(DATA FOR THIS EXERCISE)
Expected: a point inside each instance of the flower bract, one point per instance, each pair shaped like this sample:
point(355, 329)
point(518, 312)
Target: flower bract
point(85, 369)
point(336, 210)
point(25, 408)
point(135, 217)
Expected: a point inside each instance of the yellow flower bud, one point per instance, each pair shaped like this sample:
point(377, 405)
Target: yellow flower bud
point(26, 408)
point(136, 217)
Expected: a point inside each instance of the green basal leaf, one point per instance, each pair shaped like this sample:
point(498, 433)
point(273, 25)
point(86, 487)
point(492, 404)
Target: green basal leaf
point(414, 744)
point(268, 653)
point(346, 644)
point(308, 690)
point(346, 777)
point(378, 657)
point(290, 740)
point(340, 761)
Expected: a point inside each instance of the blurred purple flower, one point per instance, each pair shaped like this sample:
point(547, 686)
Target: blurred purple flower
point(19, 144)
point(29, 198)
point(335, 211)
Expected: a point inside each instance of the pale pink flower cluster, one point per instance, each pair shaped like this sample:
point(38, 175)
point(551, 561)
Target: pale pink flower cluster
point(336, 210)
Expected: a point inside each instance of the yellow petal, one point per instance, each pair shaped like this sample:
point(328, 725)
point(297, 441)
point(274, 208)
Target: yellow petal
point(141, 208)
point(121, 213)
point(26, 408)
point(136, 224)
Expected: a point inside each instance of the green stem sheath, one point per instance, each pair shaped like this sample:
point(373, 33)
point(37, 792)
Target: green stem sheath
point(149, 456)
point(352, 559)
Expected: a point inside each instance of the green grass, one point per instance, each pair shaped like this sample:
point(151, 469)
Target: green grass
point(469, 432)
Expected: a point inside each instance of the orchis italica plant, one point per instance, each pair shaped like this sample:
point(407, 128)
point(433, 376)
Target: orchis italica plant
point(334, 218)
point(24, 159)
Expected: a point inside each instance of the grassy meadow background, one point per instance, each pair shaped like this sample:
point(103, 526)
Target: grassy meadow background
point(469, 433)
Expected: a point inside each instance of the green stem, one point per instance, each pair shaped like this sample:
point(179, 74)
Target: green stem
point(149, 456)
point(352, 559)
(End DATA FOR THIS EXERCISE)
**TASK DETAILS:** For this exercise, restate each of the entries without any deviation.

**TASK RESULT:**
Expected: a point inside each instance of the flower bract, one point per instance, each pair shaped like this sample:
point(355, 329)
point(518, 312)
Target: flower bract
point(85, 369)
point(336, 210)
point(25, 408)
point(135, 217)
Expected: a point inside each instance of the yellow flower bud, one point per instance, each pair shaped like this sample:
point(377, 405)
Target: yellow flower bud
point(26, 408)
point(136, 217)
Expected: a point inside each instance of the green basal leaf, one point per instance, each pair shaped like this sample:
point(498, 433)
point(273, 25)
point(86, 487)
point(492, 404)
Target: green basal leaf
point(414, 744)
point(268, 653)
point(346, 644)
point(308, 690)
point(346, 777)
point(378, 657)
point(290, 740)
point(340, 761)
Expected: a point inside each instance of the blurred purple flower, one point per instance, each pair shaped like this sample:
point(547, 686)
Target: blurred purple flower
point(19, 144)
point(29, 198)
point(335, 211)
Expected: a point inside each instance of the pale pink flower cluster, one point per instance, each pair shaped like this sample:
point(38, 175)
point(551, 561)
Target: pale pink flower cluster
point(336, 210)
Expected: a point inside each instance of the yellow petal, one point per instance, each pair shaped like this sample:
point(328, 725)
point(297, 441)
point(274, 208)
Target: yellow petal
point(141, 208)
point(121, 213)
point(26, 408)
point(136, 224)
Expected: a point inside each instance of the green stem sheath, one point per instance, each pair shaped like this sample:
point(373, 33)
point(37, 792)
Target: green stem sheath
point(149, 456)
point(352, 559)
Expected: a point inside each instance of the green grass, one point per instance, each pair shaped like this sample:
point(151, 469)
Target: green grass
point(469, 432)
Expected: a point inside each instance of the orchis italica plant, one point per instance, each pair shaped like this sample:
point(407, 128)
point(433, 376)
Target: orchis italica plant
point(334, 218)
point(24, 159)
Expected: a point inside each instance of the grassy meadow background, one point per instance, each pair shaped like this sample:
point(103, 526)
Target: grassy meadow background
point(469, 433)
Expected: a point inside each instance of the green stem, one point per instance, each pair shaped like this sample:
point(179, 74)
Target: green stem
point(149, 456)
point(352, 559)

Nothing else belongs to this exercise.